### Written exercise
Rewrite every one of the items below as a numbered list, dropping any blank lines. Leave the pictures out of your answer.

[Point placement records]
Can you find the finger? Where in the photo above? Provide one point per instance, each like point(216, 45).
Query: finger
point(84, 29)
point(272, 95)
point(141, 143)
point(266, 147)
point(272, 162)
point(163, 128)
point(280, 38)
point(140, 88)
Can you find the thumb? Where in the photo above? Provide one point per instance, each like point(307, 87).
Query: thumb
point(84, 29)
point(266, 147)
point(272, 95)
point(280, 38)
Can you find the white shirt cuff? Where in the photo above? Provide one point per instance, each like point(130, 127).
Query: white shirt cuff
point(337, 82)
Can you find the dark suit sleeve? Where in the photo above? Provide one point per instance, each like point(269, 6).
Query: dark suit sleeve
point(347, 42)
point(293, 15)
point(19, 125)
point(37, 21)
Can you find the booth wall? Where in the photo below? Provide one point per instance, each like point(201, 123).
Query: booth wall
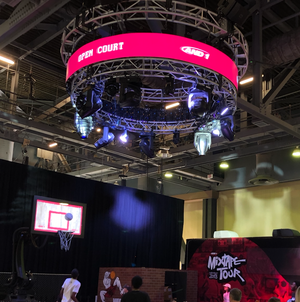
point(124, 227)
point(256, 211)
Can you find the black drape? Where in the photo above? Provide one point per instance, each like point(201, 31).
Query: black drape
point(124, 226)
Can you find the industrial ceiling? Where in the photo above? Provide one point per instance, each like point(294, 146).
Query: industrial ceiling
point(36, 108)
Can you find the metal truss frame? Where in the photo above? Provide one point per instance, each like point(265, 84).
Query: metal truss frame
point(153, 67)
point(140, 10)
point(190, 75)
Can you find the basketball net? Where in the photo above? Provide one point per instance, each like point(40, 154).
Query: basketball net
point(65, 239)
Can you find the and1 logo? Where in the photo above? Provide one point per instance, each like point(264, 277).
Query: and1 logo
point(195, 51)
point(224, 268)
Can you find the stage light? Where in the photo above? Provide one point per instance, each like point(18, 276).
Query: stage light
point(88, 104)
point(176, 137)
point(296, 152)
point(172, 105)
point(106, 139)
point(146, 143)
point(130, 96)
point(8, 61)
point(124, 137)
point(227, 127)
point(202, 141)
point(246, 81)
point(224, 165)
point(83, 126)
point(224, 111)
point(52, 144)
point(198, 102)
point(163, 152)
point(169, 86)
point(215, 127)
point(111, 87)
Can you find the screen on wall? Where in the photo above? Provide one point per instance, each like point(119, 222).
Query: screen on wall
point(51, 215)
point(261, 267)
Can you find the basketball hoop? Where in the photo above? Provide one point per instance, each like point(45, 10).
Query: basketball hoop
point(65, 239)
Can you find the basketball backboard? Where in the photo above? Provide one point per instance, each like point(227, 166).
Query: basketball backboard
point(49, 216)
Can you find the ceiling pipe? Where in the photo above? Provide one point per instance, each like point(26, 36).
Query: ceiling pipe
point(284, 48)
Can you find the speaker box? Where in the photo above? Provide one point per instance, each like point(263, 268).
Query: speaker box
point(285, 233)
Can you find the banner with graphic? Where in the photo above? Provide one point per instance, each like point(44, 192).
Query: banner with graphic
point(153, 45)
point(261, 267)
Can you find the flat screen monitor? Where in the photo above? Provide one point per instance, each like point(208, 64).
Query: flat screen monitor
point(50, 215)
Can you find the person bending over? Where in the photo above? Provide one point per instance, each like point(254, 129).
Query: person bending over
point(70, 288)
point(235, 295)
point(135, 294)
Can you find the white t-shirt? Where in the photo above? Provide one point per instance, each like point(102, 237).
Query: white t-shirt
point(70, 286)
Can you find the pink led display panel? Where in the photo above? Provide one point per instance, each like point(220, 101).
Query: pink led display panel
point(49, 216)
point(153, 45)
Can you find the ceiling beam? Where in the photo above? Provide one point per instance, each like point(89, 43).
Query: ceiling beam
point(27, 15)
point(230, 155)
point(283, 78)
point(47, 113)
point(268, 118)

### Full output
1. Can you find the finger? Where in the photo above? Provide one point per instance, each like point(216, 45).
2. Query: finger
3. point(84, 29)
4. point(272, 95)
5. point(141, 143)
6. point(266, 147)
7. point(272, 162)
8. point(163, 128)
9. point(280, 38)
10. point(140, 88)
11. Can you find the thumb? Where in the photo above? Provide one point per instance, each like point(307, 87).
12. Query: thumb
13. point(84, 29)
14. point(266, 147)
15. point(272, 95)
16. point(280, 38)
17. Can you find the white shirt cuff? Where in the photo above? Provide one point per instance, each like point(130, 127).
18. Query: white shirt cuff
19. point(337, 82)
20. Can you find the dark suit sleeve? Where in the photo above? Provide one point per instance, each like point(269, 6).
21. Query: dark suit sleeve
22. point(347, 42)
23. point(293, 15)
24. point(19, 125)
25. point(37, 21)
26. Can you find the booth wall? Where in the photo below? Provide one point per instance, each like point(201, 123).
27. Query: booth wall
28. point(124, 227)
29. point(256, 211)
30. Can you find the black drape? Where in the photo above? Provide one point per instance, each like point(201, 31).
31. Query: black drape
32. point(124, 226)
33. Can you find the industrial ceiling? Where in the photo above? Provide one point per instance, each like point(294, 146).
34. Query: industrial ceiling
35. point(36, 108)
36. Can you find the metal truss frame? Where in the photo above? Provide one point per instance, each like point(265, 84).
37. Query: metal truss frame
38. point(153, 67)
39. point(140, 10)
40. point(190, 75)
41. Can you find the basketball net? Where in the photo above? Provide one point per instance, each like point(40, 154).
42. Query: basketball net
43. point(65, 239)
44. Can you find the and1 logo? Where in the photo above? Provide one point per instance, each like point(264, 277).
45. Query: and1 logo
46. point(195, 51)
47. point(224, 268)
48. Can you find the stage light? Where in the photo above? Provide one point per instance, each like point(18, 276).
49. Query: stage light
50. point(88, 104)
51. point(176, 137)
52. point(296, 152)
53. point(172, 105)
54. point(106, 139)
55. point(146, 143)
56. point(130, 96)
57. point(8, 61)
58. point(124, 137)
59. point(227, 127)
60. point(202, 141)
61. point(246, 81)
62. point(224, 165)
63. point(83, 126)
64. point(224, 111)
65. point(52, 144)
66. point(198, 102)
67. point(163, 152)
68. point(169, 86)
69. point(215, 127)
70. point(111, 87)
71. Can you find the screen on wall? Where in the photo above? Provide one point per instance, each like point(119, 222).
72. Query: screen on wall
73. point(51, 215)
74. point(261, 267)
75. Can you find the basketball hoop? Where in the photo above? Provide one point per instance, each like point(45, 10).
76. Query: basketball hoop
77. point(65, 239)
78. Can you find the basketball backboard? Where in the photo above? Provide one point per instance, each like point(227, 166).
79. Query: basketball backboard
80. point(49, 216)
81. Can you find the ceiling pipe? Where in the photo above? Provide one point per instance, each like point(26, 36).
82. Query: ceiling pipe
83. point(284, 48)
84. Can you find the speaker box? Where in the photo above? Provide one point per instance, each like point(263, 268).
85. Query: speaker box
86. point(285, 233)
87. Can you find the banner with graphic? Where in the photo above? Provide one point per instance, each like point(44, 192).
88. Query: banner with graphic
89. point(153, 45)
90. point(261, 267)
91. Can you find the flat screen monitor? Where in the photo above? Provide one point per instance, each like point(208, 64).
92. Query: flat screen monitor
93. point(50, 215)
94. Can you find the person bending over? Where in the photo above? Provide one point per instance, each like point(254, 129).
95. Query: person bending over
96. point(70, 288)
97. point(235, 295)
98. point(135, 294)
99. Can you find the white t-shirt? Where in the photo above? Provide one point per instance, each like point(102, 237).
100. Query: white t-shirt
101. point(70, 286)
102. Can you find the pink led display panel? Where in the photo above? Provide one point per instance, each like point(220, 101).
103. Query: pink led display panel
104. point(49, 216)
105. point(153, 45)
106. Can you find the ceiling beam? Where in the photo above? Provide one point per instance, each like point(89, 43).
107. Query: ceiling beam
108. point(27, 15)
109. point(230, 155)
110. point(283, 78)
111. point(47, 113)
112. point(268, 118)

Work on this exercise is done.